[PROVIDED PASSAGE]

For the purpose of determining weekly payment compensation, any JobKeeper payment made to a worker who has current work capacity may be considered earnings for the purposes of determining the weekly payment of compensation to which the worker is entitled. If a worker has no current work capacity, they will not be entitled to receive the JobKeeper payment.
Some employers may no longer be able to provide suitable work to their workers due to the impact of the pandemic. If this is the case, the worker may still receive the JobKeeper payment.
Circumstances from one fortnight to the next may change. Insurers should actively communicate with workers and their employers to stay informed about a worker’s eligibility for the JobKeeper payment in the context of their current work capacity. Weekly payments of compensation will need to be continually adjusted as a worker’s capacity changes while they remain in receipt of the JobKeeper payment.
Treatment and support
Workers may be able to access treatment or other supports using recently expanded telehealth services. It is important that workers are kept informed about what options may be available to them in the current environment.

[/PROVIDED PASSAGE]

### PROBLEMS TO WORK ON:
a) Name every kind of party that the passage on JobKeeper and workers compensation refers to, such as the people or organizations involved.
b) Carry on the passage on JobKeeper and workers compensation from its final sentence.
You can complete the work without the data.

[DATA FOR REVIEW]

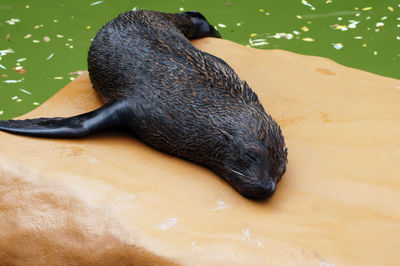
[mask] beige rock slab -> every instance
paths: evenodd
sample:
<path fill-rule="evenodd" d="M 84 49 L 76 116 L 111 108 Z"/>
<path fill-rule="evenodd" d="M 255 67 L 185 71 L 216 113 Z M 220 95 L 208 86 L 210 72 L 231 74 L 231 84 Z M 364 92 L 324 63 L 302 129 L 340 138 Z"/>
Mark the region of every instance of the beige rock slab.
<path fill-rule="evenodd" d="M 282 126 L 289 163 L 276 194 L 245 199 L 127 133 L 0 132 L 0 261 L 398 265 L 400 80 L 226 40 L 195 45 L 226 60 Z M 24 117 L 100 105 L 84 74 Z"/>

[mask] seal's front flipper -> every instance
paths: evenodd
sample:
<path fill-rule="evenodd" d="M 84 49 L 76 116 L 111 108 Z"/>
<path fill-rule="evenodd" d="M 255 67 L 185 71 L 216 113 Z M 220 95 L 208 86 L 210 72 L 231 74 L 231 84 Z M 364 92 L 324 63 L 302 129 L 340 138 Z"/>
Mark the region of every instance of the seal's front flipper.
<path fill-rule="evenodd" d="M 126 112 L 125 101 L 118 100 L 107 103 L 92 112 L 68 118 L 0 121 L 0 131 L 38 137 L 77 138 L 103 128 L 122 125 L 121 118 L 126 117 Z"/>

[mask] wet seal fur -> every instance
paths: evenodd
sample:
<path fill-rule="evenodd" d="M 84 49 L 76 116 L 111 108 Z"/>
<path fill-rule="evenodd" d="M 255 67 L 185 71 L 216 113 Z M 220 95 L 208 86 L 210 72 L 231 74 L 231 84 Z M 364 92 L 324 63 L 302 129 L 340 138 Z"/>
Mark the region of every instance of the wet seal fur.
<path fill-rule="evenodd" d="M 286 170 L 279 125 L 225 61 L 190 39 L 220 37 L 198 12 L 130 11 L 108 22 L 88 56 L 105 105 L 70 118 L 0 121 L 0 130 L 71 138 L 123 126 L 148 145 L 199 163 L 249 198 L 267 198 Z"/>

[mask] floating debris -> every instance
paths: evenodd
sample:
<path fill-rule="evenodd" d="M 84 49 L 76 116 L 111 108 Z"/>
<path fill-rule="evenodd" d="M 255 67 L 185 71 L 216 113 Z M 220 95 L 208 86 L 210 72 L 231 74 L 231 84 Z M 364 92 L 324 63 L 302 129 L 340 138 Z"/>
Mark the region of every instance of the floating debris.
<path fill-rule="evenodd" d="M 8 25 L 15 25 L 15 23 L 18 23 L 18 22 L 20 22 L 21 20 L 19 19 L 19 18 L 12 18 L 12 19 L 9 19 L 9 20 L 6 20 L 6 23 L 8 24 Z"/>
<path fill-rule="evenodd" d="M 383 26 L 385 26 L 385 23 L 383 23 L 382 21 L 380 21 L 380 22 L 376 23 L 376 26 L 377 26 L 377 27 L 383 27 Z"/>
<path fill-rule="evenodd" d="M 9 80 L 3 80 L 4 83 L 19 83 L 22 82 L 23 79 L 9 79 Z"/>
<path fill-rule="evenodd" d="M 96 6 L 96 5 L 102 4 L 103 2 L 104 2 L 104 1 L 96 1 L 96 2 L 91 3 L 90 5 L 91 5 L 91 6 Z"/>
<path fill-rule="evenodd" d="M 176 219 L 176 218 L 168 218 L 165 223 L 157 225 L 156 227 L 161 230 L 167 230 L 168 228 L 174 226 L 177 222 L 178 222 L 178 219 Z"/>
<path fill-rule="evenodd" d="M 54 56 L 54 53 L 50 54 L 50 55 L 46 58 L 46 60 L 50 60 L 51 58 L 53 58 L 53 56 Z"/>
<path fill-rule="evenodd" d="M 223 210 L 223 209 L 231 209 L 232 208 L 229 204 L 226 204 L 222 200 L 218 200 L 217 203 L 218 203 L 218 207 L 216 207 L 214 209 L 210 209 L 210 211 L 219 211 L 219 210 Z"/>
<path fill-rule="evenodd" d="M 336 50 L 341 50 L 343 49 L 343 44 L 342 43 L 331 43 L 333 45 L 333 48 L 335 48 Z"/>
<path fill-rule="evenodd" d="M 23 69 L 23 67 L 21 67 L 21 66 L 14 67 L 13 70 L 17 71 L 18 74 L 25 74 L 26 73 L 26 70 Z"/>
<path fill-rule="evenodd" d="M 249 39 L 249 43 L 250 43 L 250 46 L 252 46 L 252 47 L 264 46 L 264 45 L 269 44 L 266 39 L 252 40 L 251 38 Z"/>
<path fill-rule="evenodd" d="M 348 20 L 348 22 L 350 22 L 350 24 L 347 25 L 349 29 L 355 29 L 357 27 L 357 24 L 360 23 L 360 21 L 357 20 Z"/>

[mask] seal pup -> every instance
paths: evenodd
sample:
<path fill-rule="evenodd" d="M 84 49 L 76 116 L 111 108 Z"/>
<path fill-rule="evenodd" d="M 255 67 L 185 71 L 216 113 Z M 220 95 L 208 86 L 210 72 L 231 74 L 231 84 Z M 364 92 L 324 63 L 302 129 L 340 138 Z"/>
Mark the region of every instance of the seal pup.
<path fill-rule="evenodd" d="M 105 105 L 70 118 L 0 121 L 0 130 L 72 138 L 125 127 L 204 165 L 248 198 L 272 195 L 286 170 L 279 125 L 225 61 L 190 39 L 220 37 L 199 12 L 130 11 L 93 39 L 88 70 Z"/>

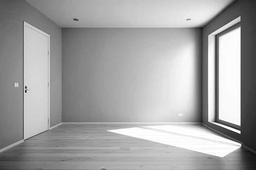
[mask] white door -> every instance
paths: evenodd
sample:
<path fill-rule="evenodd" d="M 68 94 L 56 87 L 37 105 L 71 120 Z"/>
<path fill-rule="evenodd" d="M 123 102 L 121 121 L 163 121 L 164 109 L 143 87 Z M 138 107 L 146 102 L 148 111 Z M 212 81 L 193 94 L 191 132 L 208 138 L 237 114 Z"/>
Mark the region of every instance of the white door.
<path fill-rule="evenodd" d="M 48 129 L 49 35 L 24 23 L 24 139 Z"/>

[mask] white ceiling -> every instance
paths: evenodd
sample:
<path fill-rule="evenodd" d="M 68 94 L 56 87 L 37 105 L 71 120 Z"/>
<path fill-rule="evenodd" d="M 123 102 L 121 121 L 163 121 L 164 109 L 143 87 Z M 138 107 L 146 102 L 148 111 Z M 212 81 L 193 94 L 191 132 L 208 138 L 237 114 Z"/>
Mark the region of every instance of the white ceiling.
<path fill-rule="evenodd" d="M 236 1 L 26 0 L 62 28 L 202 27 Z"/>

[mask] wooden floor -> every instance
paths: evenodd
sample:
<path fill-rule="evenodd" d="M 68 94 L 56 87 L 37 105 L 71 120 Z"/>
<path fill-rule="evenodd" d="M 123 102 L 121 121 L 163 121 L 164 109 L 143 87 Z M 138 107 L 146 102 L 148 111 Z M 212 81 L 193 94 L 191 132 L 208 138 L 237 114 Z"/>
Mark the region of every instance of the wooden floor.
<path fill-rule="evenodd" d="M 0 153 L 0 169 L 256 170 L 256 155 L 202 125 L 163 125 L 63 124 Z"/>

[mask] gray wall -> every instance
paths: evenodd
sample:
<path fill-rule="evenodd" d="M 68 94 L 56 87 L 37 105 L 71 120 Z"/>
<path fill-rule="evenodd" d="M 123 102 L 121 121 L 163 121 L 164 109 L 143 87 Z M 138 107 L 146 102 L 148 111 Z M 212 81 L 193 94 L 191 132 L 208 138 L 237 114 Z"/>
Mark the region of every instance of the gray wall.
<path fill-rule="evenodd" d="M 201 35 L 63 28 L 63 122 L 201 122 Z"/>
<path fill-rule="evenodd" d="M 241 16 L 241 135 L 208 122 L 208 36 Z M 202 122 L 256 150 L 256 1 L 238 0 L 203 29 Z"/>
<path fill-rule="evenodd" d="M 61 122 L 61 29 L 22 0 L 0 1 L 0 20 L 1 149 L 23 139 L 23 20 L 50 35 L 51 126 Z"/>

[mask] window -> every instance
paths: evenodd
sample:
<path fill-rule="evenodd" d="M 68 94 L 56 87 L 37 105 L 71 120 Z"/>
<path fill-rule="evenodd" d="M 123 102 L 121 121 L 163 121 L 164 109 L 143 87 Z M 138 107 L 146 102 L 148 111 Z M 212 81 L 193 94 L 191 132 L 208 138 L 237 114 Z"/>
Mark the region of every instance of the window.
<path fill-rule="evenodd" d="M 241 27 L 238 23 L 216 35 L 217 121 L 240 129 Z"/>

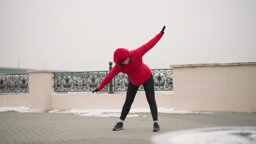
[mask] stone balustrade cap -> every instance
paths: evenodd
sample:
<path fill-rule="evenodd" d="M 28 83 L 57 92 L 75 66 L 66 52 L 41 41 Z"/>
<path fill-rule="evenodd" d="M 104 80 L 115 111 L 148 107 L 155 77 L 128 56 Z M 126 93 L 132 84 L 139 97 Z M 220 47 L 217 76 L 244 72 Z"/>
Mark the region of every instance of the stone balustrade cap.
<path fill-rule="evenodd" d="M 232 66 L 232 65 L 256 65 L 256 62 L 235 62 L 235 63 L 199 63 L 171 65 L 171 68 L 182 67 L 211 67 L 211 66 Z"/>
<path fill-rule="evenodd" d="M 61 72 L 68 72 L 67 71 L 60 71 L 60 70 L 27 70 L 28 73 L 61 73 Z"/>

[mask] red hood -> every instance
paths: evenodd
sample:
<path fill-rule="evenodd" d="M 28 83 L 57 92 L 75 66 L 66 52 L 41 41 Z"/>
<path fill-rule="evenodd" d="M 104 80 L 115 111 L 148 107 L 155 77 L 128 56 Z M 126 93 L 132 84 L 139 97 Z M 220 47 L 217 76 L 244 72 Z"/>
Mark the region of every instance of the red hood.
<path fill-rule="evenodd" d="M 118 49 L 114 52 L 114 62 L 116 64 L 123 63 L 131 56 L 131 52 L 125 49 Z"/>

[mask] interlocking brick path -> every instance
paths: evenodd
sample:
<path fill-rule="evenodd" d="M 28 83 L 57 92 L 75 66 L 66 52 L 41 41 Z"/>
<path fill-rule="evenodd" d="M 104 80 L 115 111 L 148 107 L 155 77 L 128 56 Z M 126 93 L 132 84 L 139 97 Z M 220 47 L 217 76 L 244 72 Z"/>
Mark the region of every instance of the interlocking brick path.
<path fill-rule="evenodd" d="M 139 117 L 126 118 L 124 130 L 113 131 L 117 117 L 0 112 L 0 143 L 150 143 L 152 136 L 168 131 L 219 126 L 256 127 L 255 113 L 159 113 L 161 130 L 153 132 L 151 114 L 136 114 Z"/>

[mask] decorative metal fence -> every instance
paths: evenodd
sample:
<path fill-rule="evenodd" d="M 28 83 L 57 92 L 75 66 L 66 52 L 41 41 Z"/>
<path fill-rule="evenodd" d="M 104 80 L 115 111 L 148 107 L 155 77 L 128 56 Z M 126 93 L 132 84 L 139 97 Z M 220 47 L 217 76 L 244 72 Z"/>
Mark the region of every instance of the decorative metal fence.
<path fill-rule="evenodd" d="M 0 93 L 28 92 L 28 74 L 0 75 Z"/>
<path fill-rule="evenodd" d="M 172 69 L 152 69 L 152 75 L 155 82 L 155 91 L 172 91 Z M 114 80 L 115 91 L 126 91 L 128 88 L 129 79 L 127 75 L 119 73 Z M 142 85 L 139 87 L 138 91 L 143 91 Z"/>
<path fill-rule="evenodd" d="M 92 91 L 107 75 L 108 71 L 54 73 L 54 91 Z M 108 87 L 101 91 L 108 91 Z"/>

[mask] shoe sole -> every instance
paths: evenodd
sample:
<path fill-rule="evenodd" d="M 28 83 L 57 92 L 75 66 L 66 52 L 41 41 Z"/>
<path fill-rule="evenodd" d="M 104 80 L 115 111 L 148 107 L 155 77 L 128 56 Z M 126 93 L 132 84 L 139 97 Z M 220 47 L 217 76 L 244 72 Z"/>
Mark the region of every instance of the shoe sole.
<path fill-rule="evenodd" d="M 124 129 L 124 128 L 121 128 L 117 129 L 113 129 L 113 131 L 119 130 L 121 129 Z"/>

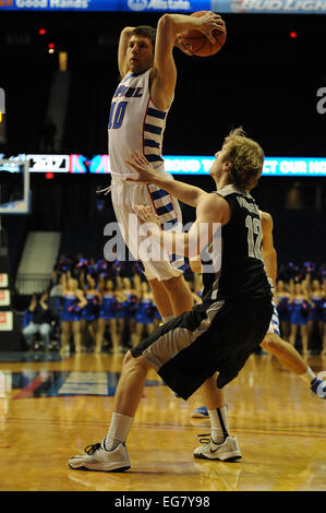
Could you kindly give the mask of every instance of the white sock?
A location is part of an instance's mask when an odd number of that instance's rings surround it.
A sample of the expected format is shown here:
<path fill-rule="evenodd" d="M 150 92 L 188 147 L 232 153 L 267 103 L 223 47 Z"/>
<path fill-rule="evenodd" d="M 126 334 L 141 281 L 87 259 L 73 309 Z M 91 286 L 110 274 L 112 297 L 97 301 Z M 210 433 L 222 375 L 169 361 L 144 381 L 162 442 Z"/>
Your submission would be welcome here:
<path fill-rule="evenodd" d="M 162 320 L 162 322 L 168 322 L 168 321 L 171 321 L 174 318 L 176 318 L 176 315 L 167 315 L 167 317 L 162 317 L 161 320 Z"/>
<path fill-rule="evenodd" d="M 208 409 L 210 419 L 210 437 L 215 443 L 222 443 L 229 437 L 229 421 L 227 406 Z"/>
<path fill-rule="evenodd" d="M 120 443 L 124 443 L 131 428 L 133 417 L 112 413 L 110 427 L 106 436 L 107 451 L 113 451 Z"/>
<path fill-rule="evenodd" d="M 314 379 L 316 378 L 316 374 L 309 367 L 303 374 L 299 374 L 299 378 L 305 381 L 306 384 L 311 385 L 312 381 L 314 381 Z"/>

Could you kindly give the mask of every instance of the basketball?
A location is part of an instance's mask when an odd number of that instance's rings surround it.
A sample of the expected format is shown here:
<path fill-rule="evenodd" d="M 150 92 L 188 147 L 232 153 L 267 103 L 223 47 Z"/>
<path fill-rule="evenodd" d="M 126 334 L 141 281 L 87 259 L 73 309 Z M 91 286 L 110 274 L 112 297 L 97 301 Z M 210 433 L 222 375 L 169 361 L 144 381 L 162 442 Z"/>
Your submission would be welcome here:
<path fill-rule="evenodd" d="M 191 16 L 203 16 L 209 11 L 196 11 Z M 200 57 L 210 57 L 217 53 L 226 43 L 227 32 L 222 28 L 213 31 L 216 43 L 210 40 L 201 31 L 190 29 L 182 34 L 182 45 L 190 50 L 192 55 Z"/>

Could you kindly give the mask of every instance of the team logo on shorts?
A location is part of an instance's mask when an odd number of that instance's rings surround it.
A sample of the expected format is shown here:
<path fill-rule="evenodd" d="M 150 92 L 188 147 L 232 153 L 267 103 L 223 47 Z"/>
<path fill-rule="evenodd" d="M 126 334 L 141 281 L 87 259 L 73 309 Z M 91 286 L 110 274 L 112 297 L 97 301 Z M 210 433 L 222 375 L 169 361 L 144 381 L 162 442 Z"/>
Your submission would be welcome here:
<path fill-rule="evenodd" d="M 144 11 L 147 8 L 148 0 L 128 0 L 126 4 L 132 11 Z"/>

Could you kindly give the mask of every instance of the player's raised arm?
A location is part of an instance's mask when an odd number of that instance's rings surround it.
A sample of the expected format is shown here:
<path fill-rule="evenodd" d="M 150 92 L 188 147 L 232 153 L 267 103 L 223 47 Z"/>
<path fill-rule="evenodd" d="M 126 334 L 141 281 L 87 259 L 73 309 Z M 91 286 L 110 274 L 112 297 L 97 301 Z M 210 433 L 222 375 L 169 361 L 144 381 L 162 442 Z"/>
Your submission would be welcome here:
<path fill-rule="evenodd" d="M 177 180 L 170 180 L 162 175 L 158 175 L 146 160 L 144 155 L 141 155 L 137 152 L 133 152 L 126 159 L 126 163 L 137 171 L 135 178 L 129 177 L 126 178 L 128 181 L 154 183 L 190 206 L 196 207 L 201 199 L 208 195 L 207 192 L 198 187 L 190 186 L 189 183 L 183 183 Z"/>
<path fill-rule="evenodd" d="M 262 212 L 262 253 L 266 269 L 266 274 L 273 279 L 273 285 L 276 287 L 277 276 L 277 254 L 274 247 L 273 239 L 273 217 L 267 212 Z"/>
<path fill-rule="evenodd" d="M 159 19 L 150 87 L 150 98 L 157 108 L 168 108 L 173 97 L 177 69 L 172 51 L 177 35 L 190 28 L 196 28 L 214 41 L 212 33 L 221 25 L 225 25 L 221 17 L 214 12 L 208 12 L 201 17 L 186 14 L 164 14 Z"/>
<path fill-rule="evenodd" d="M 131 36 L 132 31 L 134 29 L 133 26 L 126 26 L 121 31 L 119 46 L 118 46 L 118 67 L 121 79 L 128 73 L 129 65 L 126 60 L 126 48 L 129 45 L 129 39 Z"/>

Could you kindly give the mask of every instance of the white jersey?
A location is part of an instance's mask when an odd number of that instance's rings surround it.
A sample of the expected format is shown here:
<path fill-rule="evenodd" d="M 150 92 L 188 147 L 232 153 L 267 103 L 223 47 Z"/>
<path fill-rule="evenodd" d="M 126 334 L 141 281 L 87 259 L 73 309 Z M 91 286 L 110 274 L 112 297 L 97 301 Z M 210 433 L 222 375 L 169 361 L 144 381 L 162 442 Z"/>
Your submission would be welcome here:
<path fill-rule="evenodd" d="M 145 155 L 155 167 L 164 160 L 161 146 L 168 110 L 157 109 L 149 98 L 149 74 L 128 73 L 113 95 L 109 117 L 109 157 L 113 182 L 134 176 L 125 164 L 131 152 Z M 159 169 L 160 171 L 160 169 Z"/>

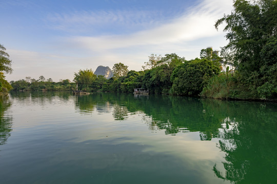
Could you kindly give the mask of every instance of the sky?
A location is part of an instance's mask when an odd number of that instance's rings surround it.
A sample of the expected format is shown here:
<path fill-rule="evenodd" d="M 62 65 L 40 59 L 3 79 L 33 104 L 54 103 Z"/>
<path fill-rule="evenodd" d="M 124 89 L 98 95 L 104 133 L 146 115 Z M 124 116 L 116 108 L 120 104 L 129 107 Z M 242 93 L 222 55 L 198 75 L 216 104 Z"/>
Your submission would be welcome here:
<path fill-rule="evenodd" d="M 141 71 L 152 54 L 199 57 L 227 44 L 214 25 L 232 9 L 232 0 L 0 0 L 0 44 L 13 70 L 6 79 L 72 81 L 119 62 Z"/>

[/DATA FOR REVIEW]

### ANSWERS:
a) Workers, employers, and insurers.

b)
Recovery at work support and SIRA funded programs
Access and support from workplace rehabilitation services can occur within the limitations of physical distancing. These services establish return to work as the focus and return to work goals are translated and tailored to the worker. The programs must have the specific goal of keeping the worker:
- engaged in their recovery through the development of a return to work plan
- connected with their employer, where possible, and their community
- work ready, so when they are able to the worker can recover at or return to work.
Research shows that work promotes recovery and reduces the risk of long-term disability and work loss. SIRA has a range of programs that support recovery at work for workers and/or employers. The SIRA funded programs do not affect an employer’s premium calculation and have recently been updated to recognise the economic and business impacts of COVID-19. Two new programs, Connect2work and JobCover6, are now also available to assist injured people and employers during this time. It is important that insurers actively consider and utilise the programs that are available to ensure workers are supported and recovery planning is ongoing.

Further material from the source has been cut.